> Tasks to complete:
A - In the article about Corecell and PQube, when did Corecell end the publishing agreement?
B - Using the article about Corecell and PQube, answer yes or no to each statement and quote the words that decide it: (i) Corecell is a team from Thailand. (ii) PQube paid Corecell the full minimum guarantee. (iii) PQube published AeternoBlade II on Nintendo Switch in Europe.
C - Retype the part of the article about Corecell and PQube starting at "PQUBE has published" and ending at "from AeternoBlade II.".

> Document segment:
Another indie developer has come forward publicly with allegations that UK-based publishers PQube have withheld money from them. Thai dev team Corecell claim they’ve only seen some of the minimum guaranteed money agreed when they signed the European console publishing rights to their action-puzzle game AeternoBlade 2 over to PQube in 2019.
Corecell say they attempted to resolve things with PQube but that didn’t work, and they had to terminate the publishing agreement in 2020. Since then, Corecell have tried to regain the rights to AeternoBlade 2 from PQube to no avail. Corecell allege that PQube did offer to return the rights to the game, but only if they would agree to keep the situation secret.
Here’s Corecell’s original statement in full:
It has been tough for us for the past three years. We have struggled to recover since we signed a publishing deal with PQube. But now it’s time we came out with the truth. Hopefully, this will help other indie game developers to avoid what has happened to us and inform our fans about our situation.
PQUBE has published AeternoBlade II on Nintendo Switch, PS4, XBox One in Europe since October 2019 under a publishing agreement with us and agreed to pay a minimum guarantee to us. However, PQUBE only paid a small part of the minimum guarantee of the signing milestone by the time we sent them the game and they never paid the remaining milestones. We have been trying to resolve this issue with PQUBE but were unable to reach a solution, leading us to terminate the publishing agreement around September 2020. However, PQUBE has refused to return the publishing control on the console platforms back to us and continues to sell and take all revenues from AeternoBlade II.

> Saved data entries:
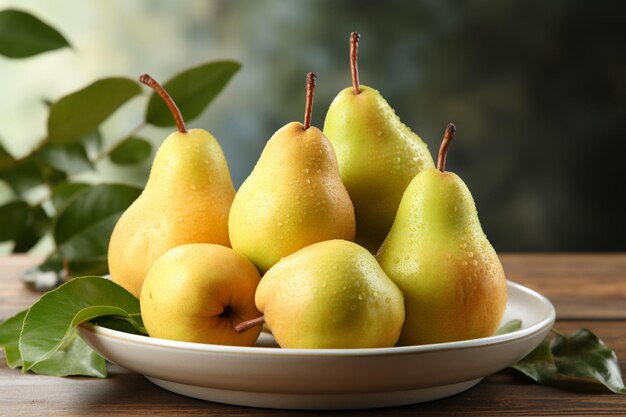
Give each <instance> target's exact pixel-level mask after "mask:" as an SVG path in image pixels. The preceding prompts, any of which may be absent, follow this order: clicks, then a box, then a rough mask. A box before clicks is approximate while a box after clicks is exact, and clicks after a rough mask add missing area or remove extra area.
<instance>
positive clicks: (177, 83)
mask: <svg viewBox="0 0 626 417" xmlns="http://www.w3.org/2000/svg"><path fill="white" fill-rule="evenodd" d="M239 68H241V65H240V64H239V63H238V62H235V61H215V62H209V63H206V64H203V65H200V66H198V67H195V68H191V69H188V70H186V71H183V72H181V73H180V74H178V75H176V76H175V77H174V78H172V79H170V80H169V81H167V82H166V83H165V84H163V88H165V90H167V92H168V93H169V94H170V96H172V98H173V99H174V101H175V102H176V105H177V106H178V108H179V109H180V111H181V113H182V114H183V117H184V119H185V120H186V121H191V120H193V119H195V118H196V117H198V116H199V115H200V114H201V113H202V112H203V111H204V109H205V108H206V107H207V106H208V105H209V103H211V101H212V100H213V99H214V98H215V97H216V96H217V95H218V94H219V93H220V91H222V89H223V88H224V87H225V86H226V84H227V83H228V81H229V80H230V79H231V77H232V76H233V75H234V74H235V73H236V72H237V71H238V70H239ZM146 122H148V123H150V124H152V125H154V126H161V127H167V126H175V125H176V122H175V121H174V118H173V117H172V113H171V111H170V110H169V108H168V107H167V105H166V104H165V102H163V99H162V98H161V97H160V96H159V95H158V94H156V93H153V94H152V96H151V97H150V101H149V102H148V108H147V109H146Z"/></svg>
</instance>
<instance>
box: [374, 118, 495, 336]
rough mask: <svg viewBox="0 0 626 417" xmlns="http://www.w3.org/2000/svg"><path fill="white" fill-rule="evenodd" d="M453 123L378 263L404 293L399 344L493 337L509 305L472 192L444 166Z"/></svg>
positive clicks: (385, 247)
mask: <svg viewBox="0 0 626 417" xmlns="http://www.w3.org/2000/svg"><path fill="white" fill-rule="evenodd" d="M454 132H455V128H454V125H452V124H449V125H448V128H447V129H446V133H445V136H444V140H443V142H442V144H441V150H440V151H439V159H438V164H437V169H435V168H432V169H426V170H424V171H422V172H420V173H419V174H417V175H416V176H415V178H414V179H413V180H412V181H411V183H410V184H409V186H408V187H407V189H406V191H405V192H404V196H403V197H402V202H401V203H400V207H399V208H398V214H397V215H396V219H395V221H394V223H393V226H392V228H391V231H390V232H389V235H388V236H387V238H386V239H385V242H384V243H383V245H382V247H381V248H380V252H379V254H378V261H379V262H380V265H381V267H382V268H383V270H384V271H385V272H386V273H387V274H388V275H389V277H390V278H391V279H392V280H393V281H394V282H395V283H396V284H397V285H398V287H400V289H401V290H402V292H403V293H404V296H405V307H406V320H405V323H404V328H403V329H402V334H401V335H400V340H399V344H402V345H418V344H425V343H440V342H451V341H456V340H466V339H475V338H479V337H486V336H491V335H492V334H493V333H494V332H495V331H496V329H497V327H498V325H499V323H500V321H501V319H502V315H503V314H504V309H505V307H506V299H507V294H506V278H505V275H504V270H503V268H502V264H501V263H500V261H499V259H498V255H497V254H496V252H495V250H494V249H493V247H492V246H491V244H490V243H489V241H488V240H487V237H486V236H485V233H484V232H483V230H482V228H481V226H480V221H479V220H478V214H477V212H476V205H475V203H474V199H473V198H472V195H471V193H470V191H469V189H468V188H467V186H466V185H465V183H464V182H463V180H461V178H459V176H458V175H456V174H454V173H452V172H446V171H445V157H446V152H447V148H448V144H449V142H450V141H451V140H452V138H453V136H454Z"/></svg>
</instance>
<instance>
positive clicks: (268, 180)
mask: <svg viewBox="0 0 626 417" xmlns="http://www.w3.org/2000/svg"><path fill="white" fill-rule="evenodd" d="M314 80H315V74H313V73H309V74H308V75H307V100H306V110H305V121H304V124H301V123H298V122H291V123H288V124H287V125H285V126H283V127H282V128H281V129H279V130H278V131H277V132H276V133H275V134H274V135H273V136H272V137H271V138H270V140H269V141H268V142H267V144H266V146H265V148H264V149H263V152H262V153H261V156H260V158H259V160H258V162H257V164H256V166H255V167H254V169H253V171H252V173H251V174H250V176H249V177H248V178H247V179H246V180H245V181H244V183H243V184H242V185H241V187H240V188H239V190H238V191H237V195H236V196H235V199H234V200H233V205H232V208H231V211H230V216H229V219H228V227H229V234H230V241H231V243H232V247H233V249H234V250H236V251H237V252H239V253H242V254H244V255H246V256H247V257H248V258H249V259H250V260H251V261H252V262H253V263H254V264H255V265H256V266H257V267H258V268H259V269H260V270H261V271H267V270H268V269H269V268H270V267H271V266H272V265H274V264H275V263H276V262H278V261H279V260H280V258H282V257H284V256H287V255H289V254H291V253H294V252H296V251H297V250H298V249H301V248H303V247H305V246H308V245H310V244H313V243H316V242H320V241H323V240H329V239H346V240H352V239H353V238H354V228H355V224H354V209H353V206H352V202H351V201H350V196H349V195H348V192H347V190H346V188H345V186H344V185H343V183H342V182H341V177H340V176H339V168H338V166H337V158H336V156H335V152H334V150H333V147H332V145H331V144H330V142H329V141H328V139H327V138H326V136H324V134H323V133H322V132H321V131H320V130H319V129H317V128H316V127H312V126H311V125H310V123H311V107H312V103H313V93H314V86H315V81H314Z"/></svg>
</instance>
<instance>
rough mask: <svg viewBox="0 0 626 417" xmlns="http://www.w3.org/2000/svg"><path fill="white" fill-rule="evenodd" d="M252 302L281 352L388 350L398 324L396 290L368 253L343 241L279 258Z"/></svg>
mask: <svg viewBox="0 0 626 417" xmlns="http://www.w3.org/2000/svg"><path fill="white" fill-rule="evenodd" d="M255 299H256V306H257V308H258V309H259V311H261V312H262V313H263V317H262V318H263V319H264V320H265V323H266V324H267V325H268V327H269V328H270V329H271V331H272V334H273V335H274V337H275V338H276V341H277V342H278V344H279V345H280V346H281V347H283V348H310V349H332V348H376V347H390V346H393V345H394V344H395V343H396V341H397V340H398V336H399V335H400V330H401V329H402V323H403V321H404V301H403V296H402V293H401V292H400V290H399V289H398V287H397V286H396V285H395V284H394V283H393V282H392V281H391V280H390V279H389V277H388V276H387V275H386V274H385V273H384V272H383V270H382V269H381V268H380V266H379V265H378V263H377V262H376V259H375V258H374V256H373V255H372V254H371V253H370V252H368V251H367V250H366V249H364V248H363V247H361V246H359V245H357V244H356V243H353V242H348V241H345V240H327V241H324V242H319V243H315V244H313V245H310V246H308V247H306V248H304V249H301V250H299V251H298V252H296V253H294V254H292V255H289V256H287V257H286V258H284V259H282V260H281V261H280V262H278V263H277V264H276V265H274V266H273V267H272V268H271V269H270V270H269V271H267V273H266V274H265V275H264V276H263V279H262V280H261V283H260V284H259V286H258V288H257V291H256V296H255ZM259 323H260V320H259V319H256V320H251V323H250V324H248V323H242V324H241V325H240V326H239V327H238V330H239V331H245V330H246V329H248V328H250V327H252V326H255V325H258V324H259Z"/></svg>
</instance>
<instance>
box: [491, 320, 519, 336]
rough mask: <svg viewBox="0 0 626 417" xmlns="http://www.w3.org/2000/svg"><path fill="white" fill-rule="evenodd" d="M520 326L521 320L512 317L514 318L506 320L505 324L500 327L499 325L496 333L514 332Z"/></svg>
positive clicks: (503, 333)
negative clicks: (514, 318) (511, 319)
mask: <svg viewBox="0 0 626 417" xmlns="http://www.w3.org/2000/svg"><path fill="white" fill-rule="evenodd" d="M521 328H522V321H521V320H518V319H514V320H511V321H508V322H506V323H505V324H503V325H502V327H500V328H499V329H498V331H497V332H496V334H507V333H512V332H515V331H517V330H519V329H521Z"/></svg>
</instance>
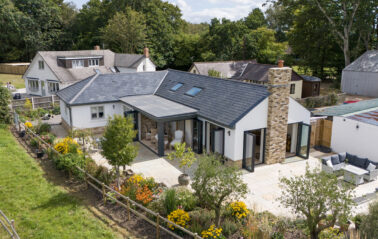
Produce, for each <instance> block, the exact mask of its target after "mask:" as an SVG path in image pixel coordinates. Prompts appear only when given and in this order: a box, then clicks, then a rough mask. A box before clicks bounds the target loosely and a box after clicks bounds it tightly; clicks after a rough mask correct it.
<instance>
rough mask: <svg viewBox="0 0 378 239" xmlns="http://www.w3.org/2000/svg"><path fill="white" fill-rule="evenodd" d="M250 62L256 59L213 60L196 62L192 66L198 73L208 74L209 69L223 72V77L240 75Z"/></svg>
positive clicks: (199, 73) (201, 74) (229, 77)
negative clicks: (232, 60) (234, 59)
mask: <svg viewBox="0 0 378 239" xmlns="http://www.w3.org/2000/svg"><path fill="white" fill-rule="evenodd" d="M248 63H256V61H255V60H246V61H213V62H194V63H193V65H192V67H191V68H193V67H195V69H196V70H197V71H198V74H201V75H205V76H208V72H209V70H216V71H218V72H220V73H221V75H222V77H223V78H232V77H237V76H239V75H240V74H241V73H242V72H243V71H244V69H245V67H246V66H247V64H248Z"/></svg>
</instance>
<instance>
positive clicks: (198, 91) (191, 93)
mask: <svg viewBox="0 0 378 239" xmlns="http://www.w3.org/2000/svg"><path fill="white" fill-rule="evenodd" d="M201 90H202V89H201V88H198V87H193V88H192V89H190V90H188V91H187V92H186V93H185V94H187V95H190V96H196V95H198V93H200V92H201Z"/></svg>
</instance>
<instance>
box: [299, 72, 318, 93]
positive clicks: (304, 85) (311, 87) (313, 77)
mask: <svg viewBox="0 0 378 239" xmlns="http://www.w3.org/2000/svg"><path fill="white" fill-rule="evenodd" d="M301 77H302V79H303V83H302V98H307V97H313V96H319V94H320V82H321V81H322V80H321V79H320V78H319V77H316V76H307V75H301Z"/></svg>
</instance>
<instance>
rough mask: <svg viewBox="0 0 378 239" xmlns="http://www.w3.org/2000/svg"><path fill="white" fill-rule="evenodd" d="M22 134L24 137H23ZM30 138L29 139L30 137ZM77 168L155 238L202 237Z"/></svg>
mask: <svg viewBox="0 0 378 239" xmlns="http://www.w3.org/2000/svg"><path fill="white" fill-rule="evenodd" d="M22 128H24V129H25V136H26V138H30V137H31V138H34V139H36V140H38V141H39V142H40V143H42V144H43V146H44V148H45V149H50V150H51V152H53V153H54V154H55V156H58V157H61V156H62V154H60V153H59V152H58V151H56V150H55V149H54V147H52V146H51V145H50V144H49V143H47V142H46V141H45V140H43V139H42V138H41V137H40V136H39V135H37V134H36V133H34V132H33V131H32V130H31V129H29V128H28V127H26V126H25V125H24V124H23V123H21V122H19V123H18V130H19V131H20V130H21V129H22ZM25 136H24V137H25ZM31 138H30V139H31ZM75 167H76V169H77V170H79V171H80V172H81V173H83V175H84V181H85V183H86V185H87V186H90V187H92V188H93V189H95V190H96V191H98V192H99V193H101V194H102V198H103V201H104V204H105V203H106V202H107V201H108V200H111V201H112V202H115V203H117V204H118V205H120V206H122V207H123V208H125V209H126V213H127V219H128V220H131V213H133V214H134V215H136V216H137V217H139V218H141V219H143V220H145V221H147V222H149V223H150V224H151V225H152V226H154V227H155V228H156V238H160V236H161V232H162V231H163V232H165V233H167V234H169V235H170V236H172V237H174V238H178V239H182V238H188V236H189V237H190V238H195V239H202V237H200V236H199V235H198V234H197V233H193V232H191V231H189V230H188V229H186V228H184V227H182V226H180V225H177V224H176V223H174V222H171V221H169V220H168V219H167V218H165V217H163V216H161V215H160V214H159V213H157V212H154V211H152V210H150V209H148V208H146V207H144V206H143V205H141V204H139V203H137V202H135V201H133V200H131V199H130V198H128V197H126V196H124V195H123V194H121V193H119V192H117V191H116V190H114V189H113V188H111V187H109V186H108V185H106V184H105V183H103V182H101V181H99V180H98V179H97V178H95V177H94V176H92V175H91V174H89V173H88V172H87V171H85V170H84V169H82V168H80V167H78V166H75ZM169 225H172V226H173V227H175V228H176V229H178V230H180V231H181V232H182V233H183V234H184V235H185V237H182V236H180V235H178V234H176V233H175V232H173V231H171V230H170V229H169V228H168V226H169Z"/></svg>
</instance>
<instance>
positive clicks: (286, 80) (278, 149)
mask: <svg viewBox="0 0 378 239" xmlns="http://www.w3.org/2000/svg"><path fill="white" fill-rule="evenodd" d="M278 65H279V67H275V68H270V69H269V75H268V85H267V86H268V91H269V92H270V96H269V100H268V121H267V130H266V141H265V163H266V164H273V163H280V162H283V161H284V160H285V154H286V137H287V122H288V114H289V96H290V87H289V82H290V78H291V68H289V67H283V61H279V62H278ZM281 65H282V66H281Z"/></svg>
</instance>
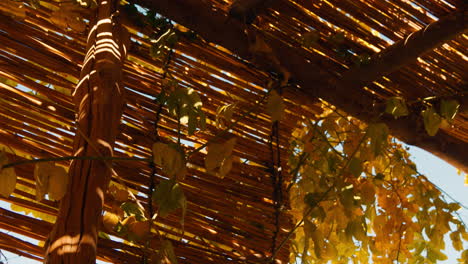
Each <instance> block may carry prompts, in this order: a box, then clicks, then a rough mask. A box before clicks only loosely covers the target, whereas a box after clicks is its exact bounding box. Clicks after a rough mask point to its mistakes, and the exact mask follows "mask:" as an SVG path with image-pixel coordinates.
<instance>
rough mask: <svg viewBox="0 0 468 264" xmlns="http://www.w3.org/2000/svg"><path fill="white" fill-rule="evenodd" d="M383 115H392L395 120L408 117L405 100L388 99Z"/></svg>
mask: <svg viewBox="0 0 468 264" xmlns="http://www.w3.org/2000/svg"><path fill="white" fill-rule="evenodd" d="M385 113H388V114H391V115H393V116H394V117H395V118H398V117H400V116H407V115H408V107H407V106H406V102H405V99H403V98H401V97H397V96H395V97H390V98H389V99H387V105H386V108H385Z"/></svg>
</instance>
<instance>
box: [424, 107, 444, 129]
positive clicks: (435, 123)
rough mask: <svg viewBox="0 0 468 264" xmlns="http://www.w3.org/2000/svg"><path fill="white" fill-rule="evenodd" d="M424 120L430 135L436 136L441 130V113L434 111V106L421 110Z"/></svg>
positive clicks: (441, 120) (425, 124)
mask: <svg viewBox="0 0 468 264" xmlns="http://www.w3.org/2000/svg"><path fill="white" fill-rule="evenodd" d="M421 115H422V116H423V120H424V128H425V129H426V131H427V134H428V135H429V136H435V134H437V131H438V130H439V127H440V124H441V121H442V119H441V118H440V115H439V114H437V113H436V112H435V111H434V108H433V107H430V108H428V109H426V110H424V111H422V112H421Z"/></svg>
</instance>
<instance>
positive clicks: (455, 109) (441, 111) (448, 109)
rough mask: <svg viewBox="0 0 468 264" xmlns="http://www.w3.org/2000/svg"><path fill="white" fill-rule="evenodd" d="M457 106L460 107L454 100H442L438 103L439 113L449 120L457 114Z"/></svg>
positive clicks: (444, 117) (457, 102) (442, 116)
mask: <svg viewBox="0 0 468 264" xmlns="http://www.w3.org/2000/svg"><path fill="white" fill-rule="evenodd" d="M458 108H460V104H459V103H458V102H457V101H456V100H442V101H441V103H440V115H441V116H442V117H443V118H445V119H447V120H448V121H449V122H450V121H452V120H453V119H454V118H455V116H456V115H457V112H458Z"/></svg>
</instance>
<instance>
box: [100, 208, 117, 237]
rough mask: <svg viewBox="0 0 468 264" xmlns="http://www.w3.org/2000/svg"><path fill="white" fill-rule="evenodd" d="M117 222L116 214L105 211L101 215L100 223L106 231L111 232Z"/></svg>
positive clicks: (112, 230)
mask: <svg viewBox="0 0 468 264" xmlns="http://www.w3.org/2000/svg"><path fill="white" fill-rule="evenodd" d="M118 223H119V217H118V216H117V215H116V214H113V213H109V212H105V213H104V215H103V216H102V224H103V226H104V228H105V230H106V231H107V232H112V231H113V230H114V228H115V227H116V226H117V224H118Z"/></svg>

> Responses by item number:
A - Around September 2020.

B -
(i) Yes: "Thai dev team Corecell"
(ii) No: "PQUBE only paid a small part of the minimum guarantee of the signing milestone"
(iii) Yes: "PQUBE has published AeternoBlade II on Nintendo Switch, PS4, XBox One in Europe"

C -
PQUBE has published AeternoBlade II on Nintendo Switch, PS4, XBox One in Europe since October 2019 under a publishing agreement with us and agreed to pay a minimum guarantee to us. However, PQUBE only paid a small part of the minimum guarantee of the signing milestone by the time we sent them the game and they never paid the remaining milestones. We have been trying to resolve this issue with PQUBE but were unable to reach a solution, leading us to terminate the publishing agreement around September 2020. However, PQUBE has refused to return the publishing control on the console platforms back to us and continues to sell and take all revenues from AeternoBlade II.